» **What you will do**:
**A)** Rewrite the part of the Portage Lake hockey passage that opens with the words "Jan 25: PL 2, St" and closes with "of natural ice.", putting "Pittsburgh" in place of "Pittsburg" each time it occurs.
**B)** Answer these questions from the Portage Lake hockey passage.
(i) What was the score of the January 25 game against St Paul?
(ii) How many fans saw the game against Kenwood of Chicago?
(iii) What nickname is given for Wellington Washburn?

» **Excerpted passage**:
________________

Jan 25: PL 2, St Paul 0
Feb 21: PL 5, Kenwood of Chicago 0. A game played before 1,000 fans in the old Ripley Palace. The local paper at the time said "It was the largest crowd at any event of the type in the country and many were turned away for lack of room. The seats? were a mass of brown and white ribbons and pandemonium reigned following the match which saw the players literally carried off the ice. Never was such a contest seen in the Copper Country as the one last night." The winner of this game was named the Champions of the West. The Champion Portage Lake team traveled to Pittsburg in March for a match to determine the Championship of the Nation, where they split the series: PL 5, Pittsburg 4, next game: PL 2, Pittsburg 3 and that's how the season ended in those days of natural ice.
|1900-01 Portage Lake Team
Standing L-R: Burt Potter, Ellsworth, Dr. R.B. Harkness, Black, Dr. Earl R. Hay.
Seated L-R: Wellington "Wally" Washburn, Thompson, Dr. John H. Gibson, Webb, Andy Haller, Dr. Percey H. Willson, E. Delaney.

________________

» **Dataset extract**:

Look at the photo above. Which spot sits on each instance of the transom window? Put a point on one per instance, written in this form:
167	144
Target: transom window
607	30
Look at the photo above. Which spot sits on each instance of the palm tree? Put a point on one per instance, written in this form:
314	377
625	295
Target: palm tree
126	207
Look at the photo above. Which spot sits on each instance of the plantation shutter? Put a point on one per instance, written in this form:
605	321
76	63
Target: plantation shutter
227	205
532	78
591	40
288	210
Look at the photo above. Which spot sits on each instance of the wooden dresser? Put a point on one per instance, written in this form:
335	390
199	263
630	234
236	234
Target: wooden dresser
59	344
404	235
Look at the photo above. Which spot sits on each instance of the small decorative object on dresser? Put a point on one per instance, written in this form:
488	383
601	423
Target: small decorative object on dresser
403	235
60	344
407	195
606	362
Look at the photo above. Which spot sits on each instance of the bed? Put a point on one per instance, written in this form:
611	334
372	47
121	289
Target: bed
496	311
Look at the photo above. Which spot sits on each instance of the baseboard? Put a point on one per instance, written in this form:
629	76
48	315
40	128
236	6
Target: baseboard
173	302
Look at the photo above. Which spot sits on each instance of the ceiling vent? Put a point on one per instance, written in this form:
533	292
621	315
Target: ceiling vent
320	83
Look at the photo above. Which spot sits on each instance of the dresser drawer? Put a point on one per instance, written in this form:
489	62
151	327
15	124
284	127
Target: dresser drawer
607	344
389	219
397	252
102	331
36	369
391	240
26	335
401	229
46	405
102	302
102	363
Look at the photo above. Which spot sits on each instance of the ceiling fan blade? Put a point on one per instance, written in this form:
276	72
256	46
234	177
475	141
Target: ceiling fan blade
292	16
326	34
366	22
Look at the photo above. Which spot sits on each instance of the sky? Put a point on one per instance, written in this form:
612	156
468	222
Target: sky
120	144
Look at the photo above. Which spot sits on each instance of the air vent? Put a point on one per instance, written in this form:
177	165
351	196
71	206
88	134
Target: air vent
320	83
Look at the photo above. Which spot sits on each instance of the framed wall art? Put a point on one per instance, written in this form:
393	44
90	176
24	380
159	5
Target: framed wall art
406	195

________________

» **Answers below**:
**A)**
Jan 25: PL 2, St Paul 0
Feb 21: PL 5, Kenwood of Chicago 0. A game played before 1,000 fans in the old Ripley Palace. The local paper at the time said "It was the largest crowd at any event of the type in the country and many were turned away for lack of room. The seats? were a mass of brown and white ribbons and pandemonium reigned following the match which saw the players literally carried off the ice. Never was such a contest seen in the Copper Country as the one last night." The winner of this game was named the Champions of the West. The Champion Portage Lake team traveled to Pittsburgh in March for a match to determine the Championship of the Nation, where they split the series: PL 5, Pittsburgh 4, next game: PL 2, Pittsburgh 3 and that's how the season ended in those days of natural ice.

**B)**
(i) Portage Lake 2, St Paul 0
(ii) 1,000
(iii) Wally